§ TASK OBJECTIVE:
Render each line of all the items below as a JSON list of strings, one string per line, leaving out any blank lines.

[Begin EXCERPTED RECORDS]

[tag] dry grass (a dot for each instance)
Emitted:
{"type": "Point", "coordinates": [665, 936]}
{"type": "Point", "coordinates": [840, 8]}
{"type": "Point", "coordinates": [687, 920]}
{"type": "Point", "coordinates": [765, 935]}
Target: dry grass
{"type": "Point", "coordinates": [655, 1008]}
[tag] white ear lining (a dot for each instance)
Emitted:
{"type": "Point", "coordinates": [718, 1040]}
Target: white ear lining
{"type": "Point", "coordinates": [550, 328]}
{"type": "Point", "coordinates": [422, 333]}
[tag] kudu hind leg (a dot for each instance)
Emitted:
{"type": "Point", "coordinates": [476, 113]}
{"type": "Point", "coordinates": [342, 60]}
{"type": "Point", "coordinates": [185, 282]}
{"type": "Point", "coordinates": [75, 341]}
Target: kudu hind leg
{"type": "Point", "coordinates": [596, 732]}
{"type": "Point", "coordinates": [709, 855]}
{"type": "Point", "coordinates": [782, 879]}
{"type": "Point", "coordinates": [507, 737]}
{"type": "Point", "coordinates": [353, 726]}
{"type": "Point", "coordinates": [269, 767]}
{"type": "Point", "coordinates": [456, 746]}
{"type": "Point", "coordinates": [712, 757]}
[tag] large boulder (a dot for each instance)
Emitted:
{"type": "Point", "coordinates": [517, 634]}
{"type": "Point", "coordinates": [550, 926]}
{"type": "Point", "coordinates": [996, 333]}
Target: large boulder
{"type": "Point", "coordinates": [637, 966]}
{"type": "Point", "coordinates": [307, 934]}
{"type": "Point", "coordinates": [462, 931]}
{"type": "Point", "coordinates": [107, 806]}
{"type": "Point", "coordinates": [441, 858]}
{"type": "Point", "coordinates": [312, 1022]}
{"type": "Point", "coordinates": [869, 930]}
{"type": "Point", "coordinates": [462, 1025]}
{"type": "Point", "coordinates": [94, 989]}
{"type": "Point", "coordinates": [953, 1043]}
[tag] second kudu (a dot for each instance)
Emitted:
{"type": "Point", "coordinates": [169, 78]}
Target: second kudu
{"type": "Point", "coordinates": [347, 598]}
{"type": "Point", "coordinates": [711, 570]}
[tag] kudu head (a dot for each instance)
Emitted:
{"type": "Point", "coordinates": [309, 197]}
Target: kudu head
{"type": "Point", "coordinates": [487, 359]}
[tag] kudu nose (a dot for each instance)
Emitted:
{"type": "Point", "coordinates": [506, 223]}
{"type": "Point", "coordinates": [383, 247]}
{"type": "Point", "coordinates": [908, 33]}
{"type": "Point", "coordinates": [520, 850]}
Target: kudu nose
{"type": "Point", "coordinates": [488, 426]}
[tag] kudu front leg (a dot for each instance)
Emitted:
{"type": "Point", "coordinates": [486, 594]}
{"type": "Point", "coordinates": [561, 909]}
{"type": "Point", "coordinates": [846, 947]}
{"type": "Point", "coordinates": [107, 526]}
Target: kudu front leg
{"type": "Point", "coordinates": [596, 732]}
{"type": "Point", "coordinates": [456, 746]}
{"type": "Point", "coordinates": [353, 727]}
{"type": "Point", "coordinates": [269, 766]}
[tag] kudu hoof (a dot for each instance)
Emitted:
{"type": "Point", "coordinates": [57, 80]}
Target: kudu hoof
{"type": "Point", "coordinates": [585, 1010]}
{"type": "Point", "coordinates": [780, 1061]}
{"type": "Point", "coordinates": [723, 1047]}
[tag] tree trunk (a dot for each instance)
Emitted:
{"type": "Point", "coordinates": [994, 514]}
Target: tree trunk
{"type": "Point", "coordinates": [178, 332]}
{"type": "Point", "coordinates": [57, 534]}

[End EXCERPTED RECORDS]

§ COMPLETED EXERCISE:
[
  "[tag] dry grass (a dot for each instance)",
  "Emitted:",
  "{\"type\": \"Point\", \"coordinates\": [665, 936]}",
  "{\"type\": \"Point\", \"coordinates\": [840, 8]}",
  "{\"type\": \"Point\", \"coordinates\": [687, 920]}",
  "{\"type\": \"Point\", \"coordinates\": [765, 935]}",
  "Target: dry grass",
  "{\"type\": \"Point\", \"coordinates\": [655, 1008]}",
  "[tag] white ear lining (a dot for each instance)",
  "Emitted:",
  "{\"type\": \"Point\", \"coordinates\": [718, 1040]}",
  "Target: white ear lining",
  "{\"type\": \"Point\", \"coordinates\": [550, 328]}",
  "{\"type\": \"Point\", \"coordinates\": [422, 333]}",
  "[tag] kudu hind leg (a dot for each instance)",
  "Emitted:",
  "{\"type\": \"Point\", \"coordinates\": [476, 113]}",
  "{\"type\": \"Point\", \"coordinates\": [342, 60]}",
  "{\"type\": \"Point\", \"coordinates\": [185, 282]}",
  "{\"type\": \"Point\", \"coordinates\": [75, 341]}",
  "Target: kudu hind leg",
  "{\"type\": \"Point\", \"coordinates\": [596, 732]}",
  "{\"type\": \"Point\", \"coordinates\": [709, 855]}",
  "{\"type\": \"Point\", \"coordinates\": [782, 879]}",
  "{\"type\": \"Point\", \"coordinates\": [507, 737]}",
  "{\"type\": \"Point\", \"coordinates\": [353, 726]}",
  "{\"type\": \"Point\", \"coordinates\": [269, 767]}",
  "{\"type\": \"Point\", \"coordinates\": [456, 746]}",
  "{\"type\": \"Point\", \"coordinates\": [712, 757]}",
  "[tag] large boulder (a dot for each instance)",
  "Emitted:",
  "{\"type\": \"Point\", \"coordinates\": [517, 634]}",
  "{\"type\": \"Point\", \"coordinates\": [550, 926]}",
  "{\"type\": \"Point\", \"coordinates\": [996, 333]}",
  "Target: large boulder",
  "{\"type\": \"Point\", \"coordinates\": [637, 966]}",
  "{\"type\": \"Point\", \"coordinates\": [307, 934]}",
  "{\"type\": \"Point\", \"coordinates\": [462, 931]}",
  "{\"type\": \"Point\", \"coordinates\": [107, 806]}",
  "{\"type\": \"Point\", \"coordinates\": [441, 858]}",
  "{\"type\": \"Point\", \"coordinates\": [312, 1022]}",
  "{\"type\": \"Point\", \"coordinates\": [869, 930]}",
  "{\"type\": \"Point\", \"coordinates\": [462, 1025]}",
  "{\"type\": \"Point\", \"coordinates\": [94, 989]}",
  "{\"type\": \"Point\", \"coordinates\": [953, 1043]}",
  "[tag] second kudu (a dot for each instance)",
  "Emitted:",
  "{\"type\": \"Point\", \"coordinates\": [169, 78]}",
  "Target: second kudu",
  "{\"type\": \"Point\", \"coordinates\": [347, 598]}",
  "{\"type\": \"Point\", \"coordinates\": [711, 570]}",
  "[tag] kudu head (a dot for each instance)",
  "Emitted:",
  "{\"type\": \"Point\", \"coordinates\": [309, 197]}",
  "Target: kudu head",
  "{\"type\": \"Point\", \"coordinates\": [487, 359]}",
  "[tag] kudu nose (a dot for each instance)",
  "Emitted:",
  "{\"type\": \"Point\", \"coordinates\": [506, 223]}",
  "{\"type\": \"Point\", \"coordinates\": [383, 247]}",
  "{\"type\": \"Point\", \"coordinates\": [908, 33]}",
  "{\"type\": \"Point\", \"coordinates\": [520, 850]}",
  "Target: kudu nose",
  "{\"type\": \"Point\", \"coordinates\": [488, 426]}",
  "[tag] kudu front leg (a dot for each instance)",
  "Emitted:",
  "{\"type\": \"Point\", \"coordinates\": [486, 594]}",
  "{\"type\": \"Point\", \"coordinates\": [561, 909]}",
  "{\"type\": \"Point\", \"coordinates\": [846, 947]}",
  "{\"type\": \"Point\", \"coordinates\": [107, 526]}",
  "Target: kudu front leg",
  "{\"type\": \"Point\", \"coordinates\": [596, 732]}",
  "{\"type\": \"Point\", \"coordinates\": [456, 746]}",
  "{\"type\": \"Point\", \"coordinates\": [353, 727]}",
  "{\"type\": \"Point\", \"coordinates\": [269, 766]}",
  "[tag] kudu hoof (a dot for each instance)",
  "Emitted:",
  "{\"type\": \"Point\", \"coordinates\": [57, 80]}",
  "Target: kudu hoof",
  "{\"type\": \"Point\", \"coordinates\": [585, 1010]}",
  "{\"type\": \"Point\", \"coordinates\": [780, 1061]}",
  "{\"type\": \"Point\", \"coordinates\": [723, 1047]}",
  "[tag] tree trunk (a dot for each instance)",
  "Emitted:",
  "{\"type\": \"Point\", \"coordinates\": [994, 514]}",
  "Target: tree trunk",
  "{\"type\": \"Point\", \"coordinates\": [178, 332]}",
  "{\"type\": \"Point\", \"coordinates\": [57, 534]}"
]